REQUIREMENT: Copy out all of the data below with no alterations.
** START INPUT MATERIAL **
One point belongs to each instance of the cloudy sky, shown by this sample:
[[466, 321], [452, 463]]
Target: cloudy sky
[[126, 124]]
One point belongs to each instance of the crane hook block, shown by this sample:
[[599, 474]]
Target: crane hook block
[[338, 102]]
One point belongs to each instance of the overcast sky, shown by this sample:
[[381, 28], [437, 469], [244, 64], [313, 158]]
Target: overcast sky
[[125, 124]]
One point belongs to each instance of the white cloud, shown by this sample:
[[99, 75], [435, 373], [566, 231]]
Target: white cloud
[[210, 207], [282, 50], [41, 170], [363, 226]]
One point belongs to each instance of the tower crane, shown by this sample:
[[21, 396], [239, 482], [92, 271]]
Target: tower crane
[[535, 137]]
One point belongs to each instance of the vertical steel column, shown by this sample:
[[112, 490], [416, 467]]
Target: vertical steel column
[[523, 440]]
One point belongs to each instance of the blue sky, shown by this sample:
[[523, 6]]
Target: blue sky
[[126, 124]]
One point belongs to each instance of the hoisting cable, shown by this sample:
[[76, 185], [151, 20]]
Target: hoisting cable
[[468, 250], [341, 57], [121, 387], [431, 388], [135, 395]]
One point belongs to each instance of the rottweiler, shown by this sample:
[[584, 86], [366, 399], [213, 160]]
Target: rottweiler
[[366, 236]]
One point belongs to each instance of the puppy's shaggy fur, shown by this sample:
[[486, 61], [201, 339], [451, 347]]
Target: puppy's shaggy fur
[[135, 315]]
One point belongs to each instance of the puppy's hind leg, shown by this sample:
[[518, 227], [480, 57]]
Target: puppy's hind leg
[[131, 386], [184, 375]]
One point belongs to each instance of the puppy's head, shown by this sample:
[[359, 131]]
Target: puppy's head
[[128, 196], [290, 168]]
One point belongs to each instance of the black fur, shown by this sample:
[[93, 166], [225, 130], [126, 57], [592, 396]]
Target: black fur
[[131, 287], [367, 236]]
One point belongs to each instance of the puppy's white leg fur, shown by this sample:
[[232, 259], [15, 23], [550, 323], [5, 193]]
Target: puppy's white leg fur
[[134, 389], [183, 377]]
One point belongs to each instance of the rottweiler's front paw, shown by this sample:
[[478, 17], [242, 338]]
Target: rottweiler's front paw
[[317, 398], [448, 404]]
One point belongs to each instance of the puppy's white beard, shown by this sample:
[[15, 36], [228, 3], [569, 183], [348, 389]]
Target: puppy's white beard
** END INPUT MATERIAL **
THE ANSWER:
One point belongs to each instance of the cloudy sky, shown by this sample:
[[466, 321], [452, 463]]
Target: cloudy sky
[[126, 124]]
One point belongs to each instance of the crane hook block, shown by this sample:
[[599, 474]]
Target: crane hook block
[[338, 102]]
One point belongs to each instance of the overcast sky, shown by this sample:
[[381, 28], [437, 469], [244, 64], [313, 158]]
Target: overcast sky
[[125, 124]]
One point belongs to each instance of the white cloud, shown by this sample:
[[99, 75], [435, 373], [566, 231]]
Target: white cloud
[[210, 207], [282, 50], [41, 170], [363, 226]]
One point belongs to each instance of the tower crane, shown by this sample:
[[21, 396], [239, 482], [92, 271]]
Target: tower crane
[[535, 137]]
One point belongs to each instance of the vertical steel column, shown by this sample:
[[112, 490], [416, 467]]
Target: vertical steel column
[[523, 440]]
One point belongs to each instance of the blue sky, shown by this sample:
[[523, 6]]
Target: blue sky
[[126, 124]]
One point belongs to each instance of the hoisting cable, shown by this sample:
[[76, 185], [151, 20]]
Target: hoisting cable
[[468, 250], [341, 57], [121, 387], [431, 388], [135, 395]]
One point belongs to each instance of the rottweiler, shown by this sample:
[[584, 86], [366, 399], [213, 160]]
Target: rottweiler
[[366, 236]]
One point belongs to each instance of the puppy's shaggy fur, shown by this sample:
[[486, 61], [201, 339], [451, 347]]
Target: puppy's shaggy fur
[[135, 315]]
One point belongs to each instance of the puppy's hind leg, shown by this sample:
[[518, 227], [480, 57]]
Target: puppy's hind leg
[[131, 386], [184, 375]]
One point belongs to each instance of the puppy's head, shown by this sample:
[[359, 131]]
Target: puppy's head
[[128, 196], [290, 168]]
One point belongs to each instance of the black fur, shown by this sample:
[[93, 166], [225, 130], [126, 57], [592, 396]]
Target: black fur
[[131, 287], [367, 236]]
One point belongs to each instance of the puppy's white leg fur, shown by this sample:
[[232, 259], [15, 23], [550, 323], [5, 193]]
Target: puppy's white leg fur
[[134, 389], [183, 377]]
One point belongs to each instance of the rottweiler's front paw, shown by this sample:
[[478, 17], [242, 338]]
Target: rottweiler's front paw
[[317, 398], [448, 404]]
One point belongs to each instance of the puppy's white beard, shown by this sample:
[[15, 36], [228, 3], [569, 183], [348, 389]]
Target: puppy's white beard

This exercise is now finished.